◆ What is needed ◆
Please gather every line in the items below that contains the word "negative" and copy each one out. Letter case counts.

◆ Provided data ◆
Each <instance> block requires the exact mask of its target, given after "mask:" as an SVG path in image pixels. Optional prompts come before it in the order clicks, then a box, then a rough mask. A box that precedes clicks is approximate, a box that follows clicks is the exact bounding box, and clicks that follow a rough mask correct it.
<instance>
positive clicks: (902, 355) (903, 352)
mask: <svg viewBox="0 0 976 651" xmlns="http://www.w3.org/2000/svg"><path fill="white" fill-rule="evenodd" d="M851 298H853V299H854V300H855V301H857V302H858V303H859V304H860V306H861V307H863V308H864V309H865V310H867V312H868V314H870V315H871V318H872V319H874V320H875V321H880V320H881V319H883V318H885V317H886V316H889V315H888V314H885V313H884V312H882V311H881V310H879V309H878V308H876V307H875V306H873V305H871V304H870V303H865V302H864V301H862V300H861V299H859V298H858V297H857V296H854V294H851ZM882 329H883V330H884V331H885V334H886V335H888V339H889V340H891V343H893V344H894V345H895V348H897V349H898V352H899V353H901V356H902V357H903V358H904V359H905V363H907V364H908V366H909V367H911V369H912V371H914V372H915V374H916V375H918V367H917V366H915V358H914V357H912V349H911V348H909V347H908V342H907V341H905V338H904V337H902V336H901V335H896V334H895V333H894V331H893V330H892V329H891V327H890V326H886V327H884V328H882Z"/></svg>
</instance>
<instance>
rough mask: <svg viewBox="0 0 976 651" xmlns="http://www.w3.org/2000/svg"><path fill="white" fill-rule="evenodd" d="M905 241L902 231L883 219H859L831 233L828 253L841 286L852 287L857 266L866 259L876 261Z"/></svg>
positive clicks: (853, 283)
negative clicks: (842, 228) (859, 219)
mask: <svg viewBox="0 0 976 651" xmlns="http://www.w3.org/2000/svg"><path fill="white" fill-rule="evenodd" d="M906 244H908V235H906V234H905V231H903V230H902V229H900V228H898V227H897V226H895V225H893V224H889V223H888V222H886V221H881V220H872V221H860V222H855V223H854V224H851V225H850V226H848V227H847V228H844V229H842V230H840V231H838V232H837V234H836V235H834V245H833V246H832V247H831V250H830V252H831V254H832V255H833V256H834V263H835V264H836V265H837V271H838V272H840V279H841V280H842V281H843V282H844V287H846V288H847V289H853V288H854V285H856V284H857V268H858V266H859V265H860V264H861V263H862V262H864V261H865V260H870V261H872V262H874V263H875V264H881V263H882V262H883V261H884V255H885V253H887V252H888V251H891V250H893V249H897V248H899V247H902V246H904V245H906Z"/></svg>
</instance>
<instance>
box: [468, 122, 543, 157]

* * *

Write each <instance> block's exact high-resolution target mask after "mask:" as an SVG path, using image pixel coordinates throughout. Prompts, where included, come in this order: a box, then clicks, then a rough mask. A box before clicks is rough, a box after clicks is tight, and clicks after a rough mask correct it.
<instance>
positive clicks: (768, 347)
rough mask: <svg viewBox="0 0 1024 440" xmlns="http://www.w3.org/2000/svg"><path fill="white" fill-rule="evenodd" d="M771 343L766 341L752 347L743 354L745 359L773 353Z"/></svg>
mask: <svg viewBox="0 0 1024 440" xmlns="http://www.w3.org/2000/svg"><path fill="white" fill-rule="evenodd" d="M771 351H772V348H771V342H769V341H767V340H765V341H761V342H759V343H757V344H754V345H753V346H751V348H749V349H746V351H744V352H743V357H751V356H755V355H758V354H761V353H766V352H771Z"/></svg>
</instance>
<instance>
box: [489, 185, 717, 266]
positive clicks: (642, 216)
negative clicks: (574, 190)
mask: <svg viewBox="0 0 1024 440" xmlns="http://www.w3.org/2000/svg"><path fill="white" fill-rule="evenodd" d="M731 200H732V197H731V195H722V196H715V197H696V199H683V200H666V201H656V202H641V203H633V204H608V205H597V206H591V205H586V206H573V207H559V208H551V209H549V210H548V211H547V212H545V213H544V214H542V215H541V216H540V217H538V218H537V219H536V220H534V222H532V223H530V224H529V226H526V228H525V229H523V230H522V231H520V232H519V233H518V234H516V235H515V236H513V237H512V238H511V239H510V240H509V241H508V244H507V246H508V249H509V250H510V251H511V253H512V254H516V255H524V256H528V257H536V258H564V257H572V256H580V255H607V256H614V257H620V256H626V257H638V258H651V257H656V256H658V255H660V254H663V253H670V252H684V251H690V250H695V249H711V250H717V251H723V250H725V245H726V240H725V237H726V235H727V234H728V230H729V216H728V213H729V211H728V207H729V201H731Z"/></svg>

...

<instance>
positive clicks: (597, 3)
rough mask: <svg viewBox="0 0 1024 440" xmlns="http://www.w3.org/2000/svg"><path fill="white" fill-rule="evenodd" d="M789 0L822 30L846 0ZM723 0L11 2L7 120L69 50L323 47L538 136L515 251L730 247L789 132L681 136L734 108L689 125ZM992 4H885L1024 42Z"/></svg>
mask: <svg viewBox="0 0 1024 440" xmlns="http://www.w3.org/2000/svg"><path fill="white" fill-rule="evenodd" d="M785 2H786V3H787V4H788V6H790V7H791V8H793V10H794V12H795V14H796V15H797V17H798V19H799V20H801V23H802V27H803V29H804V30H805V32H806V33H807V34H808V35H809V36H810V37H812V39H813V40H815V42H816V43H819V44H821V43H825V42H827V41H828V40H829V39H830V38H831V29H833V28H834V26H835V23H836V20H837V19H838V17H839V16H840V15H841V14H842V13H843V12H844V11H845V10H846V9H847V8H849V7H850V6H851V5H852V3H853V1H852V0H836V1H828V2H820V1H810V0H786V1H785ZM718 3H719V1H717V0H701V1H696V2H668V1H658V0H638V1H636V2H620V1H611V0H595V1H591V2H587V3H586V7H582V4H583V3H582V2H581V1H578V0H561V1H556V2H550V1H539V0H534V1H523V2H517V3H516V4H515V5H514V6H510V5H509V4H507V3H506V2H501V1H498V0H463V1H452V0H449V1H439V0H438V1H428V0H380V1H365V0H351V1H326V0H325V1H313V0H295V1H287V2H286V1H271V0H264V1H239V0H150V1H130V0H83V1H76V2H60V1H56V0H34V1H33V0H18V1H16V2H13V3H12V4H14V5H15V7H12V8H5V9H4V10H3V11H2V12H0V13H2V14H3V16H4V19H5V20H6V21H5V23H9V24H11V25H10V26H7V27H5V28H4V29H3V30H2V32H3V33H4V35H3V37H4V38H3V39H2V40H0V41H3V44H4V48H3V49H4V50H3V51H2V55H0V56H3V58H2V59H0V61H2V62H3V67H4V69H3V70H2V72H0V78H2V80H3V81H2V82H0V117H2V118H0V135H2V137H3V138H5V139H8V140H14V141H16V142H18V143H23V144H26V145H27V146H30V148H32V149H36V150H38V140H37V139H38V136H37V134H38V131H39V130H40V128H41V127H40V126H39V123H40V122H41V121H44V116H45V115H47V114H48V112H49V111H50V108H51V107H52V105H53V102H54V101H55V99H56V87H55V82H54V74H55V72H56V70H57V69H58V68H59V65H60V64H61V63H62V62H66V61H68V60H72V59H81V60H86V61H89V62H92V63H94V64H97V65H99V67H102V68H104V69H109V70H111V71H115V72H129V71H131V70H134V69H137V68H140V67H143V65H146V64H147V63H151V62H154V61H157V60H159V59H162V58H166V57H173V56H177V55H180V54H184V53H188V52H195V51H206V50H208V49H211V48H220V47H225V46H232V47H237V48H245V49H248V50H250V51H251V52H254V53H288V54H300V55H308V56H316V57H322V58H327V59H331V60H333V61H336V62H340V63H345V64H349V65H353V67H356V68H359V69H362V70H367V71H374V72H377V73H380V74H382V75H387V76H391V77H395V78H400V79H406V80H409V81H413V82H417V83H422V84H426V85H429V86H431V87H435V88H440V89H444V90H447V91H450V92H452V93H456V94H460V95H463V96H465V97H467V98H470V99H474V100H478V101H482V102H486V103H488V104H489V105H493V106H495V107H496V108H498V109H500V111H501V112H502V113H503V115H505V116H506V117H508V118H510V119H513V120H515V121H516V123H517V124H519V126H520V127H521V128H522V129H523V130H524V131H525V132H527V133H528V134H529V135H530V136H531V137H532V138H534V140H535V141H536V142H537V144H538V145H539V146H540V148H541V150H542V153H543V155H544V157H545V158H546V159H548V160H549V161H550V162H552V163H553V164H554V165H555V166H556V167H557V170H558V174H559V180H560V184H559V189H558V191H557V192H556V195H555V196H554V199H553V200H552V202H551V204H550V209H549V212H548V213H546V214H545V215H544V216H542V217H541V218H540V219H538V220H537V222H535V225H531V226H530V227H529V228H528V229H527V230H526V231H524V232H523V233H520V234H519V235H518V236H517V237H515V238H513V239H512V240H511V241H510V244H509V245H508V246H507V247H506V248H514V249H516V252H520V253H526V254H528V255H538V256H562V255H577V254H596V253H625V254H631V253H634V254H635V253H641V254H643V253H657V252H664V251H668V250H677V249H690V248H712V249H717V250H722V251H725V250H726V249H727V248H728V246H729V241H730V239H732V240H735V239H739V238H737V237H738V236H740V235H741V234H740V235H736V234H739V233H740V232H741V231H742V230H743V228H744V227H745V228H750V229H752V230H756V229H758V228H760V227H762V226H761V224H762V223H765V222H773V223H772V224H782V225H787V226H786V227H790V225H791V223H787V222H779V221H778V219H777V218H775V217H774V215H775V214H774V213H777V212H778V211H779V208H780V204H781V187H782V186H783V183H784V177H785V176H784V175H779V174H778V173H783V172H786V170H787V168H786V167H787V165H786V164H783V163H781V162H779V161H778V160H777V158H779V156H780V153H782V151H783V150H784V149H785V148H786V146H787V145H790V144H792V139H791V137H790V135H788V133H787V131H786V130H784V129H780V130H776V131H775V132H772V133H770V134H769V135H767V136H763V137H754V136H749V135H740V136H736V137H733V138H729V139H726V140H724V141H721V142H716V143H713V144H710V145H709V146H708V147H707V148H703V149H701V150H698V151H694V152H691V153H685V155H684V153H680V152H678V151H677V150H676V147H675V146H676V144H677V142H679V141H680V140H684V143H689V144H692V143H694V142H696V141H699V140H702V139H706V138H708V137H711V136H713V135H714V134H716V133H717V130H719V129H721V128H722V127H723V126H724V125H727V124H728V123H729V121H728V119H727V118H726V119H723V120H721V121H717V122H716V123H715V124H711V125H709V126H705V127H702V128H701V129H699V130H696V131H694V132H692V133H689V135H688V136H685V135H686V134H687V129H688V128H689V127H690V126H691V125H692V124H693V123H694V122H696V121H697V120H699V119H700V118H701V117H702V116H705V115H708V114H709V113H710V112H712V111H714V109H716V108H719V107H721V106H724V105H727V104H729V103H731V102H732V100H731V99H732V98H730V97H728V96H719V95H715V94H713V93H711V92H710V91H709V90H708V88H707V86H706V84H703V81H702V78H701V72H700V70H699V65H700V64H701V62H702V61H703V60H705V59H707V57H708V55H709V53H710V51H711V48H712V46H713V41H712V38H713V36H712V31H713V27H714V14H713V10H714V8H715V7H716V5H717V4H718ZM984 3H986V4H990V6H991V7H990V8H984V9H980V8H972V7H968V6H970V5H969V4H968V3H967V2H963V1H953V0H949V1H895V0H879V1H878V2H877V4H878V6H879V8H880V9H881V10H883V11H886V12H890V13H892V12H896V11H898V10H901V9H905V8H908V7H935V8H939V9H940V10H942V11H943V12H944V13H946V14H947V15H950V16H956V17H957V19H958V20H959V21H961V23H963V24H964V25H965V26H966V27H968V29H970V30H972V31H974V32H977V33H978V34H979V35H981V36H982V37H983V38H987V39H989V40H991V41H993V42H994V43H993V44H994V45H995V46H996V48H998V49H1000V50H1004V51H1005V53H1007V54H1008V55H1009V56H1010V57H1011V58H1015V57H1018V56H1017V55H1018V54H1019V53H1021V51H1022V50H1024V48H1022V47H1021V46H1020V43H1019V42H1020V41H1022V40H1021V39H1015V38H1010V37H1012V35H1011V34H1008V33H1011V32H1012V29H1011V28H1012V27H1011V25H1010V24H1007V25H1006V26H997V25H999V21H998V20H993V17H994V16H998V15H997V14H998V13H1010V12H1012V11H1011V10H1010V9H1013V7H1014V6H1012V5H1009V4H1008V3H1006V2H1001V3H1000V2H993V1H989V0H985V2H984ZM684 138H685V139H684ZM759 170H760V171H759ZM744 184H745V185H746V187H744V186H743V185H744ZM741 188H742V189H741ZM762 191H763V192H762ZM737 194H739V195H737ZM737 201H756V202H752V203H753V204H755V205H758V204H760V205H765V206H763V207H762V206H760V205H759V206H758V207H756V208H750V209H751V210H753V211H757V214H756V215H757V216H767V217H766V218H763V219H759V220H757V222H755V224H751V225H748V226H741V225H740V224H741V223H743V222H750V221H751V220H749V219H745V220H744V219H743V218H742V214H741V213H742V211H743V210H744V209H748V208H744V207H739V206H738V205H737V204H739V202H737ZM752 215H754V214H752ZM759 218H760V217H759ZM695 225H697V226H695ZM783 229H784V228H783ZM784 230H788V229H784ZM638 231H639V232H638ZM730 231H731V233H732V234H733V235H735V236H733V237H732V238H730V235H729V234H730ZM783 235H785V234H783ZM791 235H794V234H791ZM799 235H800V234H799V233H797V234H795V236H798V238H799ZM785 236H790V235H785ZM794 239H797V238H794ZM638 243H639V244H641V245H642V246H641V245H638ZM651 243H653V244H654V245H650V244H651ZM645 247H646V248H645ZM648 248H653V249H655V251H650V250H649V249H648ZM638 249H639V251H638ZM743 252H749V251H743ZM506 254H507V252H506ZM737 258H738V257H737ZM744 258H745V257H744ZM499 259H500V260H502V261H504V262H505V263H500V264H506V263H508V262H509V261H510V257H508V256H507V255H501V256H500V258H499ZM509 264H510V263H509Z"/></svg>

◆ Worked solution ◆
negative clicks: (842, 228) (859, 219)
negative clicks: (574, 190)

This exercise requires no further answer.